**Problem to solve:**
With pictures left out, set down every record word for word.

**Source material:**
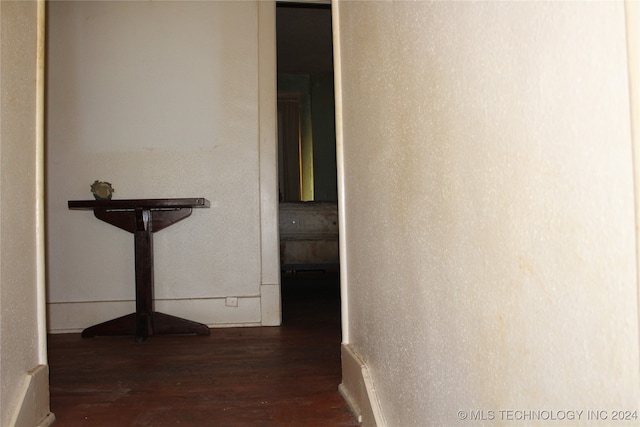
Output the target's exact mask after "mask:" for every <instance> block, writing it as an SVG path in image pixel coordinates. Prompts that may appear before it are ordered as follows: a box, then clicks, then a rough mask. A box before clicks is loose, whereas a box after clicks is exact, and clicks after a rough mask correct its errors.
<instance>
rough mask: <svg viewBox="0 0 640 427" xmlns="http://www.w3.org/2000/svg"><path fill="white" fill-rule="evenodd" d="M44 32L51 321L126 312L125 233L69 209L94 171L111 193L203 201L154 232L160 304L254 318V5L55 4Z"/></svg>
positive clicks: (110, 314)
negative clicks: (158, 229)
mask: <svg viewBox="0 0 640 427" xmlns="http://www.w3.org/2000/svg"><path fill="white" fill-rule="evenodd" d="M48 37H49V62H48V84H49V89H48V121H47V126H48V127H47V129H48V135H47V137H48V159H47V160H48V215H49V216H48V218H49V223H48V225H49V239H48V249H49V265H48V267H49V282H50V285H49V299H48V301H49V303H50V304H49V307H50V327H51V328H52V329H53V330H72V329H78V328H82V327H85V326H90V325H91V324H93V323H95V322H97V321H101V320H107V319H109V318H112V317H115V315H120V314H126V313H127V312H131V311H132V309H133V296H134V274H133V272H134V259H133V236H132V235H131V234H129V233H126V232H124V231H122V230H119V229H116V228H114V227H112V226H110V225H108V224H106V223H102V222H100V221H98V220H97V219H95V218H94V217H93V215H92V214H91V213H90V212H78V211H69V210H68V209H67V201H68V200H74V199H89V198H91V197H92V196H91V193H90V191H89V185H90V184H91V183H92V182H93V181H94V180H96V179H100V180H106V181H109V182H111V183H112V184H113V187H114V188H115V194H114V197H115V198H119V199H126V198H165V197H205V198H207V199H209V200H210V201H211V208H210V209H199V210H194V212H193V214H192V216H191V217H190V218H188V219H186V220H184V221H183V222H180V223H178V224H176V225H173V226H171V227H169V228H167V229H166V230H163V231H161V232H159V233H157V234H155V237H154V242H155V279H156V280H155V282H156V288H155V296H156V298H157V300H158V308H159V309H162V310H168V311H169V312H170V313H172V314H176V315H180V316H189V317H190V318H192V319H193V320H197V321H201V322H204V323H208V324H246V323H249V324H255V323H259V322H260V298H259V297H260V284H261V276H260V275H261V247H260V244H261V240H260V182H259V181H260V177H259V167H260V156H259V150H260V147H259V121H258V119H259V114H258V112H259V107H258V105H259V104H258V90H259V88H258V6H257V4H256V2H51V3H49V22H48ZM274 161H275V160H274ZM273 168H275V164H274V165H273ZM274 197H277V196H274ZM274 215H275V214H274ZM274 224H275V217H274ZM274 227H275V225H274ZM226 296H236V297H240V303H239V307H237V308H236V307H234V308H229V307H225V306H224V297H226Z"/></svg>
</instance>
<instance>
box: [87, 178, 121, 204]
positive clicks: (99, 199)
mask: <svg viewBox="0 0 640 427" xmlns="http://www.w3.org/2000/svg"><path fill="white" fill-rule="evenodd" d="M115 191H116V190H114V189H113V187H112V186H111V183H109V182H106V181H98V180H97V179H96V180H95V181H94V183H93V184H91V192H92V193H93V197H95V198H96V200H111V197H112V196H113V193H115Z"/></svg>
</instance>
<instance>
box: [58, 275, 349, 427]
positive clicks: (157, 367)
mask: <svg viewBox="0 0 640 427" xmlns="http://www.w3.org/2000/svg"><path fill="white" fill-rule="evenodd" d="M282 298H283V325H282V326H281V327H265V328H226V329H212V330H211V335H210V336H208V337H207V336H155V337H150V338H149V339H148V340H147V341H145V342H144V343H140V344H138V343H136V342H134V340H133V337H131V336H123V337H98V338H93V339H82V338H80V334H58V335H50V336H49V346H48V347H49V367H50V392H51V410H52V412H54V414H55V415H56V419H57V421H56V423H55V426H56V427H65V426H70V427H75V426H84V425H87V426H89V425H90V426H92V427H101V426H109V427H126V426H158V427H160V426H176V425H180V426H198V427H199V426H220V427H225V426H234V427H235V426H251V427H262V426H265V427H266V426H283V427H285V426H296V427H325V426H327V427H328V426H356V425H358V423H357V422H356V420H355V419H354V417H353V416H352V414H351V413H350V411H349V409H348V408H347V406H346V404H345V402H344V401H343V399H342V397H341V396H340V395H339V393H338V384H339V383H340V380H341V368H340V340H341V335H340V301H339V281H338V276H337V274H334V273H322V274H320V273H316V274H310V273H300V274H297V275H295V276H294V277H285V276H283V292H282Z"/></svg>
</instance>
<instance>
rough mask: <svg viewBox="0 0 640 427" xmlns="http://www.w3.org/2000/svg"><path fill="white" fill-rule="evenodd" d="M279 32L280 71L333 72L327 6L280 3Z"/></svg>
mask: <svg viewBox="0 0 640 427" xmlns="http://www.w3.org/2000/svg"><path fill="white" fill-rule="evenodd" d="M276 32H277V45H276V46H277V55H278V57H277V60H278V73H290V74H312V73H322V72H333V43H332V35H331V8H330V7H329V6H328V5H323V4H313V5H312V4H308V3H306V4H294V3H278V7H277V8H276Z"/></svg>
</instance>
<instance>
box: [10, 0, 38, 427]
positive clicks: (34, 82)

**Response:**
Output the target's exact mask after "mask:" for every <instance> block, writing it as an SVG path in image pixel coordinates. Prompts that may appear before it are ordered as follows: a box, then clicks, then a rough mask. A box before clicks is loose, whereas a box after clicks is exact, and clicks after a rough mask correct its errors.
<instance>
rough mask: <svg viewBox="0 0 640 427" xmlns="http://www.w3.org/2000/svg"><path fill="white" fill-rule="evenodd" d="M44 32L51 321L126 312L125 233L69 209L94 171L111 193L203 201L154 232L160 304L254 318V5L55 4Z"/></svg>
positive clicks: (110, 314)
negative clicks: (158, 229)
mask: <svg viewBox="0 0 640 427" xmlns="http://www.w3.org/2000/svg"><path fill="white" fill-rule="evenodd" d="M48 37H49V62H48V84H49V89H48V121H47V126H48V127H47V129H48V135H47V137H48V159H47V160H48V215H49V216H48V218H49V223H48V225H49V239H48V249H49V265H48V267H49V282H50V285H49V299H48V301H49V303H50V304H49V307H50V327H51V328H52V329H53V330H72V329H78V328H82V327H85V326H90V325H91V324H93V323H95V322H97V321H101V320H107V319H109V318H112V317H115V315H120V314H126V313H127V312H131V311H132V309H133V296H134V274H133V272H134V259H133V236H132V235H131V234H129V233H126V232H124V231H122V230H119V229H116V228H114V227H112V226H110V225H108V224H106V223H102V222H100V221H98V220H97V219H95V218H94V217H93V215H92V214H91V213H90V212H78V211H69V210H68V209H67V201H68V200H74V199H89V198H91V197H92V196H91V193H90V191H89V185H90V184H91V183H92V182H93V181H94V180H96V179H100V180H106V181H109V182H111V183H112V184H113V187H114V188H115V194H114V197H115V198H119V199H126V198H165V197H205V198H207V199H209V200H210V201H211V208H210V209H199V210H194V212H193V214H192V216H191V217H190V218H188V219H186V220H184V221H183V222H180V223H178V224H176V225H173V226H171V227H169V228H167V229H166V230H163V231H161V232H159V233H157V234H155V237H154V242H155V279H156V280H155V282H156V288H155V296H156V298H157V300H158V308H159V309H162V310H168V311H169V312H170V313H172V314H176V315H180V316H189V317H190V318H192V319H193V320H197V321H201V322H204V323H208V324H246V323H249V324H255V323H259V322H260V298H259V297H260V284H261V276H260V275H261V247H260V244H261V240H260V182H259V181H260V177H259V167H260V156H259V150H260V147H259V121H258V119H259V114H258V112H259V107H258V105H259V104H258V90H259V88H258V6H257V4H256V2H51V3H49V22H48ZM274 161H275V160H274ZM273 168H275V164H274V165H273ZM274 197H277V196H274ZM274 215H275V214H274ZM274 224H275V217H274ZM274 227H275V225H274ZM226 296H236V297H240V303H239V307H237V308H236V307H234V308H229V307H225V306H224V297H226Z"/></svg>
</instance>
<instance>
box: [87, 178, 121, 204]
positive clicks: (99, 199)
mask: <svg viewBox="0 0 640 427" xmlns="http://www.w3.org/2000/svg"><path fill="white" fill-rule="evenodd" d="M115 191H116V190H114V189H113V187H112V186H111V183H109V182H106V181H98V180H97V179H96V180H95V181H94V183H93V184H91V192H92V193H93V197H95V198H96V200H111V197H112V196H113V193H115Z"/></svg>
</instance>
<instance>
box: [58, 275, 349, 427]
positive clicks: (157, 367)
mask: <svg viewBox="0 0 640 427" xmlns="http://www.w3.org/2000/svg"><path fill="white" fill-rule="evenodd" d="M282 298H283V325H282V326H281V327H265V328H226V329H212V330H211V335H210V336H208V337H207V336H155V337H150V338H149V339H148V340H147V341H145V342H144V343H140V344H138V343H136V342H134V340H133V337H131V336H123V337H98V338H93V339H82V338H80V334H58V335H50V336H49V346H48V347H49V367H50V392H51V410H52V412H54V414H55V415H56V419H57V421H56V423H55V426H56V427H65V426H70V427H75V426H84V425H87V426H89V425H90V426H92V427H101V426H109V427H126V426H158V427H160V426H176V425H180V426H198V427H199V426H220V427H225V426H234V427H235V426H251V427H262V426H265V427H266V426H283V427H285V426H296V427H325V426H327V427H328V426H356V425H358V423H357V422H356V420H355V419H354V417H353V416H352V414H351V413H350V411H349V409H348V408H347V406H346V404H345V402H344V401H343V399H342V397H341V396H340V395H339V393H338V384H339V383H340V380H341V368H340V340H341V335H340V301H339V281H338V276H337V274H334V273H322V274H320V273H316V274H310V273H300V274H297V275H295V276H294V277H285V276H283V292H282Z"/></svg>
</instance>
<instance>
rough mask: <svg viewBox="0 0 640 427" xmlns="http://www.w3.org/2000/svg"><path fill="white" fill-rule="evenodd" d="M279 32L280 71L333 72L327 6L280 3Z"/></svg>
mask: <svg viewBox="0 0 640 427" xmlns="http://www.w3.org/2000/svg"><path fill="white" fill-rule="evenodd" d="M276 32H277V45H276V46H277V55H278V57H277V60H278V73H290V74H312V73H322V72H333V43H332V35H331V8H330V7H329V6H328V5H323V4H313V5H312V4H308V3H306V4H294V3H278V7H277V8H276Z"/></svg>
</instance>
<instance>
box: [10, 0, 38, 427]
positive clicks: (34, 82)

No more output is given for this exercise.